## [Record excerpts]
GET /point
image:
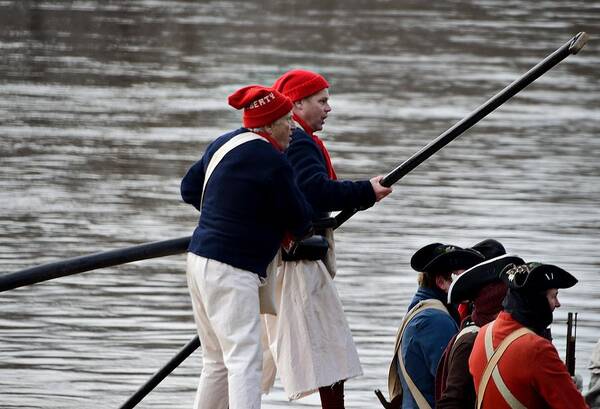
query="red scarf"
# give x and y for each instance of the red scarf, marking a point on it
(271, 140)
(287, 237)
(320, 144)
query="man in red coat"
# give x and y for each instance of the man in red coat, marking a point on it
(529, 372)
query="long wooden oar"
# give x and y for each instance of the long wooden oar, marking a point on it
(570, 47)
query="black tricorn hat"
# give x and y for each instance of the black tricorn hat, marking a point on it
(442, 258)
(536, 277)
(467, 285)
(490, 248)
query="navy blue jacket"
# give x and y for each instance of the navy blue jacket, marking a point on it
(250, 201)
(423, 343)
(323, 194)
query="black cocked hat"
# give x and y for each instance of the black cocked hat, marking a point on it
(443, 258)
(536, 277)
(467, 285)
(489, 248)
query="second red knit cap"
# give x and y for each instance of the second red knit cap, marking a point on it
(298, 84)
(262, 106)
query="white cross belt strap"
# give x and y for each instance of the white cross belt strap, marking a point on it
(394, 383)
(224, 150)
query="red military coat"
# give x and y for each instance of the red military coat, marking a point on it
(530, 368)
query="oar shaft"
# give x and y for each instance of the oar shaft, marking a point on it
(146, 388)
(76, 265)
(570, 47)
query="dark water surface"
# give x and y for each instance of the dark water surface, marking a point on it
(104, 105)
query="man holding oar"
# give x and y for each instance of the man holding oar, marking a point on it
(311, 341)
(245, 190)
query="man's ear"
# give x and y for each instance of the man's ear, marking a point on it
(440, 281)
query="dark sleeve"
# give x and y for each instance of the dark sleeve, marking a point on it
(192, 184)
(460, 391)
(322, 193)
(290, 202)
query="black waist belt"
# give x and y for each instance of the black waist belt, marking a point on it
(312, 248)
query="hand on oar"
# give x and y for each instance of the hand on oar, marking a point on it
(380, 190)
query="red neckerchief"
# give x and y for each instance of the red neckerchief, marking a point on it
(271, 140)
(320, 144)
(287, 237)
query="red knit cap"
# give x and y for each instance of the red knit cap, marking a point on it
(298, 84)
(262, 106)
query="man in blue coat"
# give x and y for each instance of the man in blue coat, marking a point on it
(310, 337)
(245, 189)
(428, 326)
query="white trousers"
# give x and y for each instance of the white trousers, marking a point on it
(225, 302)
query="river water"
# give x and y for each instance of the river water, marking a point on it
(105, 104)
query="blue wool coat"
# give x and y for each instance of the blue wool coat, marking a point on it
(423, 343)
(323, 194)
(250, 201)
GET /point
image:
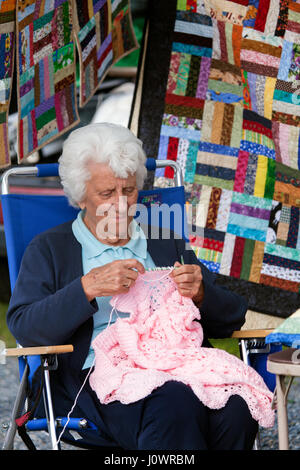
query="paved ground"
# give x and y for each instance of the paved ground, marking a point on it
(8, 390)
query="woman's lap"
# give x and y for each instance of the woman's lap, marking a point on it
(172, 417)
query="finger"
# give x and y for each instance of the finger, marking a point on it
(134, 264)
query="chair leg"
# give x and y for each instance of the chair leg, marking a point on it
(17, 410)
(49, 412)
(281, 397)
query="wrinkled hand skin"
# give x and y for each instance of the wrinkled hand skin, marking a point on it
(188, 278)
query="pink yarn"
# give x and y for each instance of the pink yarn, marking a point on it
(159, 342)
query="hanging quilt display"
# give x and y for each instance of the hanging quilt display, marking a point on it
(46, 73)
(228, 111)
(104, 34)
(7, 41)
(42, 36)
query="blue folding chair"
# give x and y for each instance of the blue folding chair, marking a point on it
(25, 216)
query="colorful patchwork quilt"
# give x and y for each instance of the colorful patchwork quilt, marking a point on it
(47, 33)
(7, 42)
(228, 112)
(104, 34)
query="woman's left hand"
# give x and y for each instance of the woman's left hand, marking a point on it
(188, 278)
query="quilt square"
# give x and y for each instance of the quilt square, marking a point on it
(46, 74)
(280, 267)
(224, 10)
(249, 216)
(7, 43)
(216, 165)
(257, 135)
(260, 54)
(104, 34)
(286, 185)
(287, 144)
(227, 40)
(225, 83)
(292, 30)
(222, 124)
(258, 93)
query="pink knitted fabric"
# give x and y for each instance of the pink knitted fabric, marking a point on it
(159, 342)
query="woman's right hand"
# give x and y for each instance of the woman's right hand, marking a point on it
(112, 278)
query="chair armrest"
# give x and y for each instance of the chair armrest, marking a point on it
(39, 350)
(244, 334)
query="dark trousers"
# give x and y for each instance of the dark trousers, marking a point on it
(173, 418)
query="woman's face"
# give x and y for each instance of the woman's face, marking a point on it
(107, 201)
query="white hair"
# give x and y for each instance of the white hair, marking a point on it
(99, 143)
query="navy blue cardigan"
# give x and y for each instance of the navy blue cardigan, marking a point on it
(48, 306)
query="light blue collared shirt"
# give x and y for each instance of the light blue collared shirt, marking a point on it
(95, 254)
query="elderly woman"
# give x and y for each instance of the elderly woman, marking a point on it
(68, 276)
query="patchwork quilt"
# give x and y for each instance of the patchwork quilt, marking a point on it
(228, 112)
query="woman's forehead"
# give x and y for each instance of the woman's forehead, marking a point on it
(103, 175)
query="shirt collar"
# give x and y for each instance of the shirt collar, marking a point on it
(93, 247)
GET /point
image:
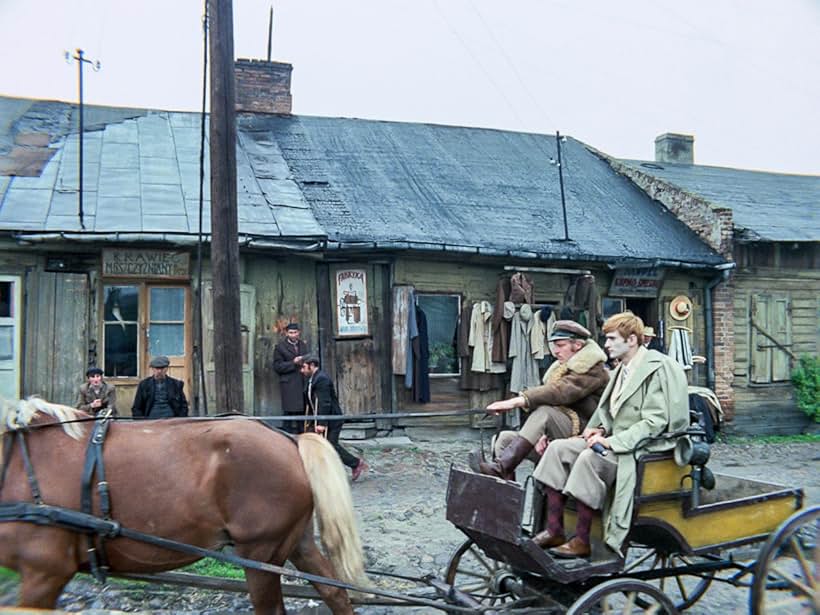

## [What needs to be done]
Exactly as written, please copy out the whole set of records, skipping images.

## [Answer section]
GET /point
image:
query="red scarf"
# give x and y for each instance of the red scarf, marking a point on it
(271, 140)
(287, 237)
(320, 144)
query="man in red coat"
# give x and y for each instance of the man in red coat, marking a point on it
(529, 372)
query="long wooden oar"
# give x and y for each instance of the long wooden oar, marking a point on it
(570, 47)
query="black tricorn hat"
# give x and y for each instance of the black tricorn hat, marking a point on it
(442, 258)
(536, 277)
(467, 285)
(490, 248)
query="navy blue jacket"
# give x and y for each instance of the navy blue jacket, marking a point on it
(250, 201)
(423, 343)
(323, 194)
query="black cocked hat"
# give x and y for each instance of the black cocked hat, marking a point on it
(443, 258)
(536, 277)
(467, 285)
(489, 248)
query="second red knit cap"
# give x and y for each instance of the second red knit cap, marking a point on it
(298, 84)
(262, 106)
query="white cross belt strap"
# give x and y for each instance of the white cross belt strap, marking a point on it
(394, 383)
(224, 150)
query="red military coat"
# give x and y for each instance of the red military coat, marking a point on it
(530, 368)
query="oar shaft"
# give x and y for each instance of the oar shaft, marking a point on it
(146, 388)
(76, 265)
(570, 47)
query="dark water surface"
# give x and y for each instance of the dark water surface, marking a point on it
(104, 105)
query="man holding oar"
# give x and y for each instance of the man holding oar, marking a point on it
(311, 341)
(245, 190)
query="man's ear"
# give x and y for each instance of the man's ear, marking a point on it
(440, 281)
query="dark sleeve"
# give x and y for each instance of the dark sleeve, marking a point on it
(192, 184)
(460, 391)
(322, 193)
(290, 202)
query="black waist belt"
# give x and y for each instance of the black waist belt, marking a point on it
(312, 248)
query="hand on oar"
# give x and y for each instance of the hand on oar, marking a point on it
(380, 190)
query="red neckerchief"
# give x and y for each instance of the red neckerchief, marking a point on it
(271, 140)
(320, 144)
(287, 237)
query="red knit cap"
# give x and y for each instance of the red knit cap, marking a point on it
(298, 84)
(262, 106)
query="man in blue coat"
# give x and y for each instance of the man in blue coat, marking a point on it
(310, 337)
(245, 189)
(428, 326)
query="white trousers"
# give x and y for each instance of the white trousers, marking a point on it
(225, 302)
query="river water"
# give x and y for each instance of the river water, marking a point on it
(105, 104)
query="blue wool coat"
# give x and y for each instance of the blue wool coat, marking a point on it
(423, 343)
(323, 194)
(250, 201)
GET /point
image:
query="paved ground"
# give x and y for each instance of the paved ground, marking a point on it
(8, 390)
query="woman's lap"
# give x and y for each instance of the woman's lap, marking a point on it
(172, 417)
query="finger"
# give x and y for each instance of the finger, marking a point on it
(134, 264)
query="chair leg"
# give x and y for each instance of the chair leg, marking a point on it
(17, 410)
(49, 412)
(281, 397)
query="wrinkled hand skin"
# give x and y for each instance of the wrinkled hand skin, marking a point on it
(188, 278)
query="pink yarn"
# give x and y for each instance of the pink yarn, marking a point on it
(159, 342)
query="hanging quilt display"
# give x and y for each instance of the hanging quilt display, marking a point on it
(46, 73)
(228, 111)
(104, 34)
(7, 41)
(42, 36)
query="blue folding chair"
# give x and y for each instance of the blue folding chair, marking a point on it
(25, 216)
query="colorful patchwork quilt"
# give x and y for each instance of the colorful patchwork quilt, marking a point on it
(47, 33)
(7, 42)
(228, 112)
(104, 34)
query="woman's left hand"
# give x and y for each instance of the woman's left hand, marking a point on it
(188, 278)
query="quilt square"
# give x and y for each instance of the quilt square, marking a point on it
(46, 74)
(280, 267)
(224, 10)
(249, 216)
(7, 43)
(216, 165)
(257, 135)
(260, 54)
(104, 34)
(286, 185)
(287, 144)
(227, 40)
(225, 83)
(292, 30)
(222, 124)
(258, 93)
query="pink knitted fabric"
# give x and y for each instance of the pink knitted fabric, marking a point on it
(159, 342)
query="woman's right hand"
# give x and y for each instance of the woman's right hand, marking a point on it
(112, 278)
query="chair armrest"
# give x and y for each instance of the chair armrest, marking a point on it
(39, 350)
(244, 334)
query="dark trousers"
# give x and y for each instance of the dark trousers, marking a point on it
(173, 418)
query="woman's face"
# give x and y for each instance of the woman's face, marking a point on it
(107, 201)
query="white hair"
# give x and y for each instance of the white hair, marking a point on it
(99, 143)
query="navy blue cardigan"
# give x and y for each instance of the navy blue cardigan, marking a point on it
(48, 306)
query="light blue collared shirt"
# give x and y for each instance of the light blue collared shirt, marking a point on it
(95, 254)
query="elderly woman"
# give x and y for each instance of the elderly woman, marking a point on it
(68, 276)
query="patchwork quilt"
# give x and y for each instance of the patchwork quilt, marking a point on it
(228, 112)
query="woman's forehead"
# give x and y for each instance of the woman's forehead, marking a point on it
(103, 175)
query="shirt collar"
# give x and y for each instance of the shirt collar, marking a point on it
(93, 247)
GET /point
image:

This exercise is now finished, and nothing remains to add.